RECORDS PROVIDED »
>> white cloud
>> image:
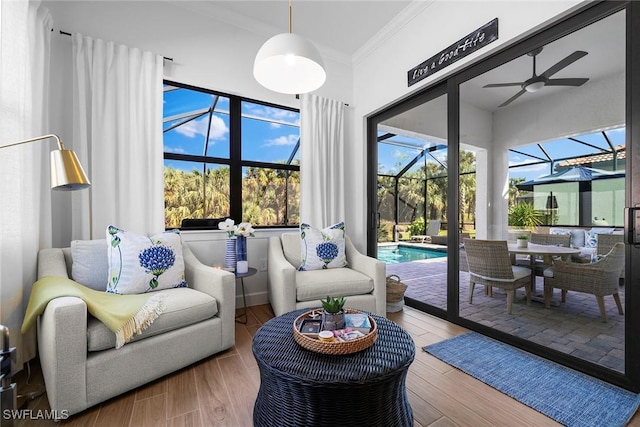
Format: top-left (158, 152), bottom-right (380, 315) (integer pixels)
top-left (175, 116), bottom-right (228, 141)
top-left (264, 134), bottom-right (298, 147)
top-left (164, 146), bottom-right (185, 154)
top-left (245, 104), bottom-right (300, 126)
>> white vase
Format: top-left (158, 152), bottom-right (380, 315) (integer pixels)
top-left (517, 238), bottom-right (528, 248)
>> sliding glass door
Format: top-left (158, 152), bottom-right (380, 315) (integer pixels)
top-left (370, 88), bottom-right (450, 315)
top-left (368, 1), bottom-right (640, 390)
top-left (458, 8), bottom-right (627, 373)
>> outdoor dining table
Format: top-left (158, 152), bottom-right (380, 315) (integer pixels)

WHAT YOU HAVE TO DO »
Set down the material exactly, every line of it, except for the pictures.

SOLVED EXERCISE »
>> white cloud
>> image:
Format: top-left (158, 152), bottom-right (380, 315) (integer pixels)
top-left (175, 116), bottom-right (228, 141)
top-left (264, 134), bottom-right (298, 147)
top-left (164, 146), bottom-right (185, 154)
top-left (245, 104), bottom-right (300, 126)
>> white vase
Format: top-left (158, 152), bottom-right (380, 315) (integer pixels)
top-left (517, 238), bottom-right (528, 248)
>> sliding glass door
Format: top-left (158, 152), bottom-right (380, 315) (integer pixels)
top-left (370, 88), bottom-right (450, 315)
top-left (368, 1), bottom-right (640, 390)
top-left (458, 8), bottom-right (627, 373)
>> outdoor dining table
Format: top-left (158, 152), bottom-right (380, 315) (integer pixels)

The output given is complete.